╭──
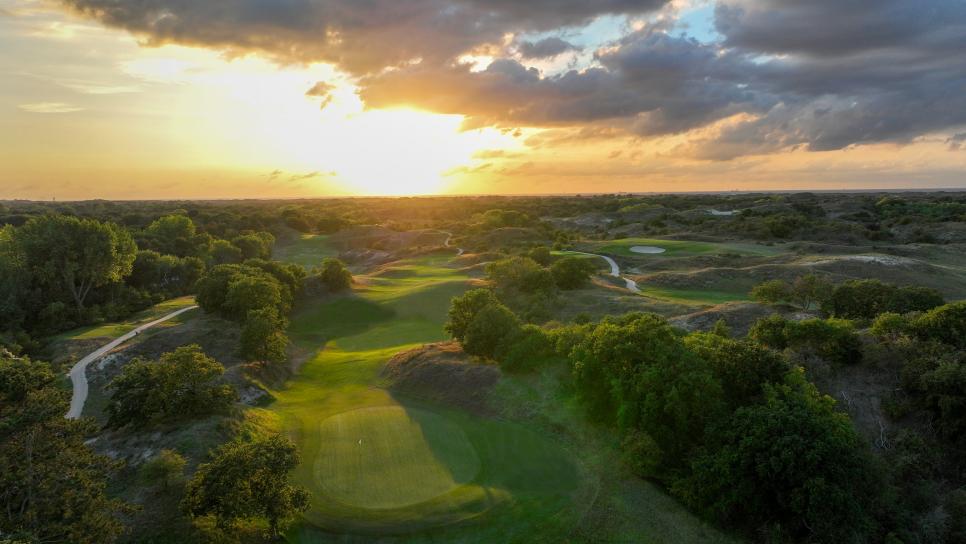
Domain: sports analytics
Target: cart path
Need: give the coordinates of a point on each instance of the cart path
(78, 374)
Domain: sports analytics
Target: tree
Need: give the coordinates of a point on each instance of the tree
(742, 366)
(334, 275)
(792, 463)
(174, 235)
(541, 254)
(223, 252)
(946, 324)
(183, 384)
(247, 292)
(247, 480)
(636, 372)
(489, 331)
(571, 272)
(52, 486)
(463, 310)
(809, 289)
(78, 254)
(263, 336)
(164, 469)
(520, 274)
(255, 246)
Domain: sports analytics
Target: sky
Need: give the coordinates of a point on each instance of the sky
(156, 99)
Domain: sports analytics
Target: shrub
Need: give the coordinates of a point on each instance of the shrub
(946, 324)
(184, 383)
(526, 350)
(334, 275)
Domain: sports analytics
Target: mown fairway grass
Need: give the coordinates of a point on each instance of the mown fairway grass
(419, 470)
(679, 248)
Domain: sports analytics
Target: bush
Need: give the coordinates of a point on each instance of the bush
(490, 331)
(263, 336)
(946, 324)
(183, 384)
(793, 464)
(831, 339)
(519, 274)
(463, 310)
(865, 299)
(334, 275)
(641, 454)
(526, 350)
(541, 254)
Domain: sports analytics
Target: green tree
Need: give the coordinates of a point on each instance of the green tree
(224, 252)
(183, 384)
(791, 464)
(810, 289)
(247, 480)
(463, 310)
(255, 246)
(946, 324)
(519, 274)
(490, 331)
(52, 486)
(541, 255)
(263, 336)
(334, 275)
(77, 254)
(571, 272)
(165, 469)
(741, 366)
(253, 292)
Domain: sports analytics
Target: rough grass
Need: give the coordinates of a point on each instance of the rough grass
(119, 328)
(307, 250)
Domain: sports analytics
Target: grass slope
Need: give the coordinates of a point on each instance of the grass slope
(419, 469)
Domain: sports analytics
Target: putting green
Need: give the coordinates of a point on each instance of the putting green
(391, 457)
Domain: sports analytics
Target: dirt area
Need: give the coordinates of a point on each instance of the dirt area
(739, 316)
(443, 373)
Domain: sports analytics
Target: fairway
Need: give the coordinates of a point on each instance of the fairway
(389, 457)
(678, 248)
(420, 471)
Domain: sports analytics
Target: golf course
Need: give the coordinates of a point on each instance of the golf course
(378, 464)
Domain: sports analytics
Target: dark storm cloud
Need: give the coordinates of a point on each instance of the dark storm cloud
(654, 83)
(545, 48)
(359, 36)
(817, 74)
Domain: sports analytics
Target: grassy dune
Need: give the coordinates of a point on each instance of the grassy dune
(308, 250)
(418, 469)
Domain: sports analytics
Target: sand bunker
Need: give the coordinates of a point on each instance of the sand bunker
(648, 250)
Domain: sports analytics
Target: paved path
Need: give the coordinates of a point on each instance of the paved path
(615, 270)
(78, 374)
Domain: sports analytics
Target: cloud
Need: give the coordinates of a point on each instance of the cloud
(785, 74)
(360, 37)
(49, 107)
(322, 90)
(545, 48)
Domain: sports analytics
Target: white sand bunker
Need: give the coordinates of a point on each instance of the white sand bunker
(648, 250)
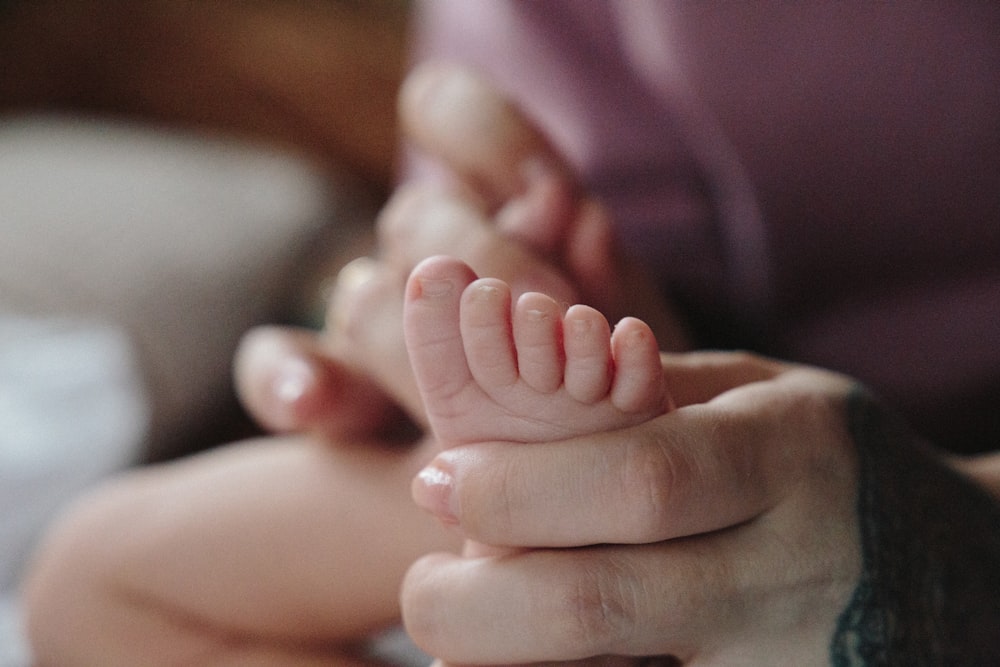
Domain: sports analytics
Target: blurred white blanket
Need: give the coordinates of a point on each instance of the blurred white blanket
(72, 410)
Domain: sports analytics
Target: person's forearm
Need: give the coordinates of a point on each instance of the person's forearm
(984, 470)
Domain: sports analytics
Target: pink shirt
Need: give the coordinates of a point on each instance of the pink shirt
(818, 181)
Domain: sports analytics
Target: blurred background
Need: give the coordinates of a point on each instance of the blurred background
(171, 174)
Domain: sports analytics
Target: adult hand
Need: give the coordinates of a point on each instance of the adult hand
(777, 517)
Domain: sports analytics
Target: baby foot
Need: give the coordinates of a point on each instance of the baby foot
(487, 372)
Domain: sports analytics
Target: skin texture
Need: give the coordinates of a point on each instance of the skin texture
(727, 531)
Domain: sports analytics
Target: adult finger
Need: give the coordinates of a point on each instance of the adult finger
(460, 119)
(674, 598)
(700, 468)
(366, 324)
(289, 382)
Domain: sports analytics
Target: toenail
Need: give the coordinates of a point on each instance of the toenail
(434, 287)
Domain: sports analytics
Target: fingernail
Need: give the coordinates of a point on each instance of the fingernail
(434, 491)
(293, 381)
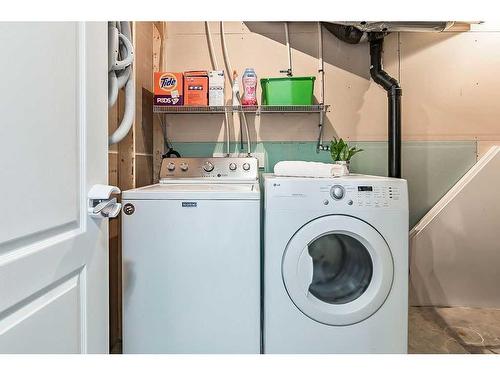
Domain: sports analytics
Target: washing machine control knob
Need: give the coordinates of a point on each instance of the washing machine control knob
(208, 167)
(337, 192)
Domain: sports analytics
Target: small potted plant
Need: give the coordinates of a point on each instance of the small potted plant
(341, 152)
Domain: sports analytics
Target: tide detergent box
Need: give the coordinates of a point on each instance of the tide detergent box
(168, 88)
(196, 88)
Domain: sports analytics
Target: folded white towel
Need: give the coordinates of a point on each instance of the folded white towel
(309, 169)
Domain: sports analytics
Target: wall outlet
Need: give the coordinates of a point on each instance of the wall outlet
(259, 155)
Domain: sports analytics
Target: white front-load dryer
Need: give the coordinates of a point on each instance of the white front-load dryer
(335, 265)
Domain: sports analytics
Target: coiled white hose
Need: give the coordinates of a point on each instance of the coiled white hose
(120, 75)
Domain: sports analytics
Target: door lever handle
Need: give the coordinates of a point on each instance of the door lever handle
(100, 202)
(107, 208)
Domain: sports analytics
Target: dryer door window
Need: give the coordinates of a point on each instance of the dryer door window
(337, 270)
(342, 268)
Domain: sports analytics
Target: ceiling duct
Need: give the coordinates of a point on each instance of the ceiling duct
(396, 26)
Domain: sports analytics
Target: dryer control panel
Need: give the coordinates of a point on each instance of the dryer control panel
(216, 169)
(349, 192)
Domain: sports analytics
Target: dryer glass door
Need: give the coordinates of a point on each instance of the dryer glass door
(337, 270)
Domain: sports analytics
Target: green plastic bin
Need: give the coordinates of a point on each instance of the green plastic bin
(287, 91)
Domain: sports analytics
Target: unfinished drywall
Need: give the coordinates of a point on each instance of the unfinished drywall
(449, 110)
(454, 250)
(448, 90)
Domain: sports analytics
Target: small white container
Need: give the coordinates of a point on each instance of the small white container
(216, 88)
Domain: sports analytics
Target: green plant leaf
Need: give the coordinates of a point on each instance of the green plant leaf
(340, 150)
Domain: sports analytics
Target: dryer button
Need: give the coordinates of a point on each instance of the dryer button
(337, 192)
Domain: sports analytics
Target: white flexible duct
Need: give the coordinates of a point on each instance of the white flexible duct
(215, 65)
(229, 74)
(289, 50)
(120, 75)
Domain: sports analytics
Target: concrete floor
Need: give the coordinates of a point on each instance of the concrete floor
(454, 330)
(447, 330)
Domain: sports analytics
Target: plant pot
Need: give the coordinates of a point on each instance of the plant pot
(344, 171)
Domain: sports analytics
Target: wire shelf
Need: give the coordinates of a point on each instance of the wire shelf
(315, 108)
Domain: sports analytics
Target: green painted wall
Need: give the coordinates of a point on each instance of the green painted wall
(431, 168)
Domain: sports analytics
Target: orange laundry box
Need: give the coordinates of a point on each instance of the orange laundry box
(196, 88)
(168, 88)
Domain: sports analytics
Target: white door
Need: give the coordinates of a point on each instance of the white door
(53, 148)
(338, 270)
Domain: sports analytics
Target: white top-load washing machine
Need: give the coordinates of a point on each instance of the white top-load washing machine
(335, 265)
(191, 259)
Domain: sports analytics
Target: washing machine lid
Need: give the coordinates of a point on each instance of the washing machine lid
(337, 270)
(198, 190)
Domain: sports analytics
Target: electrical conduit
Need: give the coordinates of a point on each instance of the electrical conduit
(215, 66)
(229, 69)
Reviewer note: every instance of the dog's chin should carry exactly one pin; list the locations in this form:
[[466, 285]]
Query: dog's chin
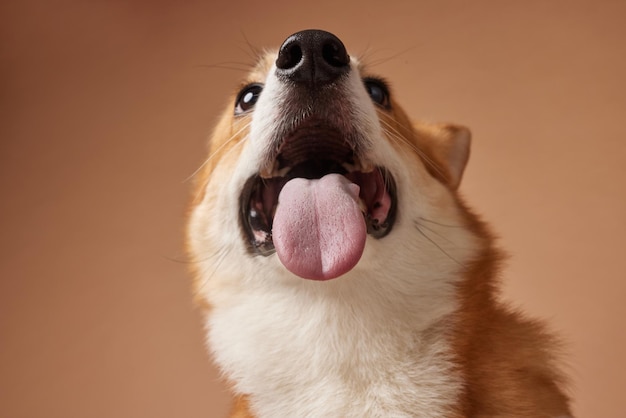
[[314, 157]]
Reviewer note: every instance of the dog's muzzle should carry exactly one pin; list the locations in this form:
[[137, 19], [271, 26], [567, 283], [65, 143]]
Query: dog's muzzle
[[318, 199]]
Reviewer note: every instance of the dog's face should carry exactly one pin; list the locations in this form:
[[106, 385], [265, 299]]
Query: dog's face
[[315, 172]]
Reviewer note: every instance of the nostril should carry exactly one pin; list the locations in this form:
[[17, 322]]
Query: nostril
[[290, 56], [313, 58], [335, 54]]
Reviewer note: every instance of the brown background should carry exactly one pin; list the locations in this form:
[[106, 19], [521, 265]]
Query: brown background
[[105, 110]]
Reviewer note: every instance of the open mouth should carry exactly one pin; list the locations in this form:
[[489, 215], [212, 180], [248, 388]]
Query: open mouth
[[314, 152]]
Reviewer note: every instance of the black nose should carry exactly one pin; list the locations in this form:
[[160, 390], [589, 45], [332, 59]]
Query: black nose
[[312, 57]]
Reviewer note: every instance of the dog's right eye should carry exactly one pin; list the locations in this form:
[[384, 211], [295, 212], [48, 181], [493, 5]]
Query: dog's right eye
[[247, 97]]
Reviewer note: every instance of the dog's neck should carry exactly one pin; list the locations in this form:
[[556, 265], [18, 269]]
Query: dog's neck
[[341, 348]]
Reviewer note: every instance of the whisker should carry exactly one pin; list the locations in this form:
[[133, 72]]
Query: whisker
[[397, 136], [200, 189], [253, 51], [417, 226], [439, 224], [216, 151], [382, 60], [222, 253]]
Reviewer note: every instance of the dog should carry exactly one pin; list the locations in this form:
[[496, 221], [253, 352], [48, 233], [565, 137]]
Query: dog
[[341, 273]]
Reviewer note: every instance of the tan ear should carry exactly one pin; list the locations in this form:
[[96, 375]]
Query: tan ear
[[448, 146]]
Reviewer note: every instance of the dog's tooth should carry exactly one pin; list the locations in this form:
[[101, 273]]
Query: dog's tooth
[[363, 206]]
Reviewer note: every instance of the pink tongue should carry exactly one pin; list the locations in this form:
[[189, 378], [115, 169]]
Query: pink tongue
[[319, 231]]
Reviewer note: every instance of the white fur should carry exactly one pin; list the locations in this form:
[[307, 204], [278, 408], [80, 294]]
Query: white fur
[[370, 343]]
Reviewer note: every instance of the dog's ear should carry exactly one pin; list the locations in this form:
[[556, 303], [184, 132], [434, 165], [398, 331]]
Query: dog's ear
[[448, 147]]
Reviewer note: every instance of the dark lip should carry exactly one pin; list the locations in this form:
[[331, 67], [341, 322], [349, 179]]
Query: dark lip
[[311, 152]]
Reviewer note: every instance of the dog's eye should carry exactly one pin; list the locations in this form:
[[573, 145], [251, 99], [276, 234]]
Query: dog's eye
[[378, 91], [247, 98]]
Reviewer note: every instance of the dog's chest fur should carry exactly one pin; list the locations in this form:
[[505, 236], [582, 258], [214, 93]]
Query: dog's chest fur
[[304, 355]]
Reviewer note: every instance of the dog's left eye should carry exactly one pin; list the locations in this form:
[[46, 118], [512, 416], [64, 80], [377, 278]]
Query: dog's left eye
[[247, 98], [378, 91]]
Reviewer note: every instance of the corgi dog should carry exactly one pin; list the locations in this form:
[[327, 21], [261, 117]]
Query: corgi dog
[[341, 273]]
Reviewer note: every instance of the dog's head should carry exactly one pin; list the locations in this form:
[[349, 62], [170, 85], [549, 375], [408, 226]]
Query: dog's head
[[316, 172]]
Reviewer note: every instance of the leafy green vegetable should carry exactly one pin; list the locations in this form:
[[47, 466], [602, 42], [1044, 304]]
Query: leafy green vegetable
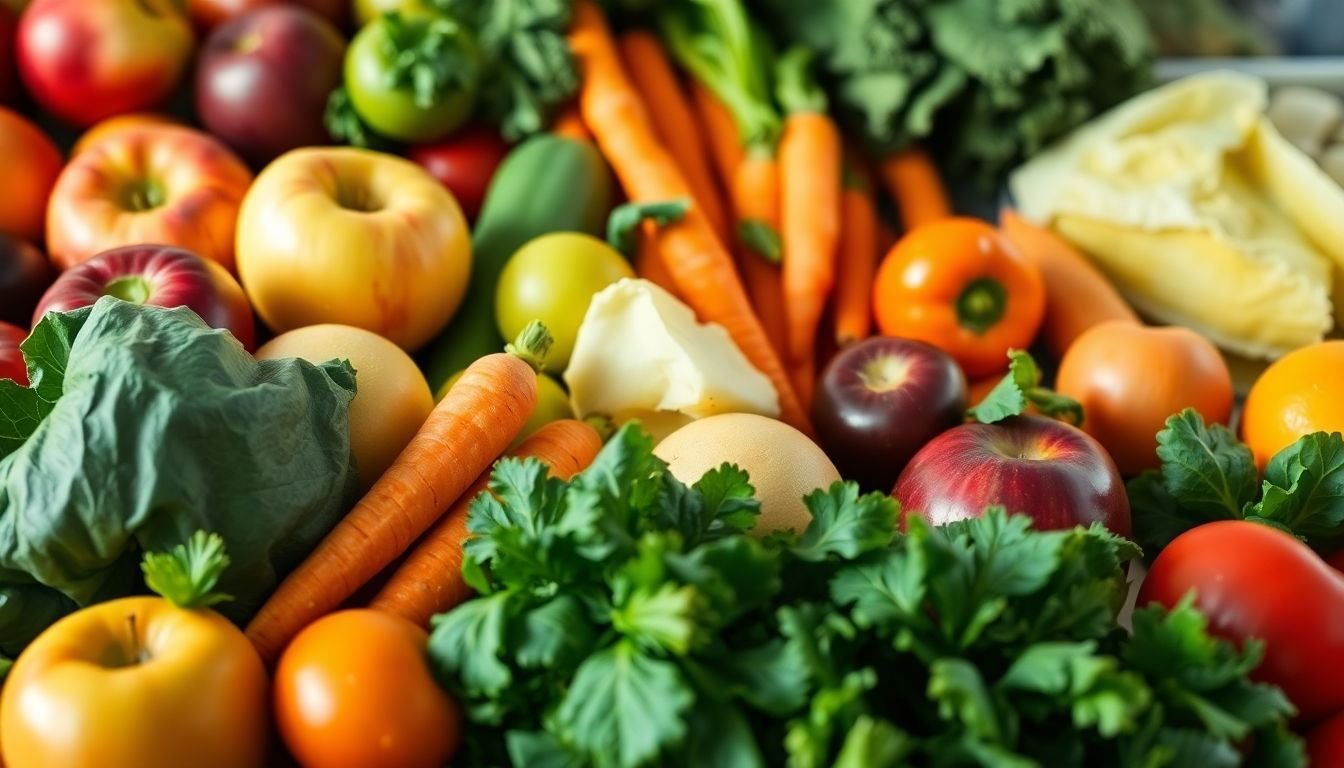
╰──
» **AIM**: Count the lines in the items above that contain the word "texture" and give only that number.

» **RESPONSE**: 2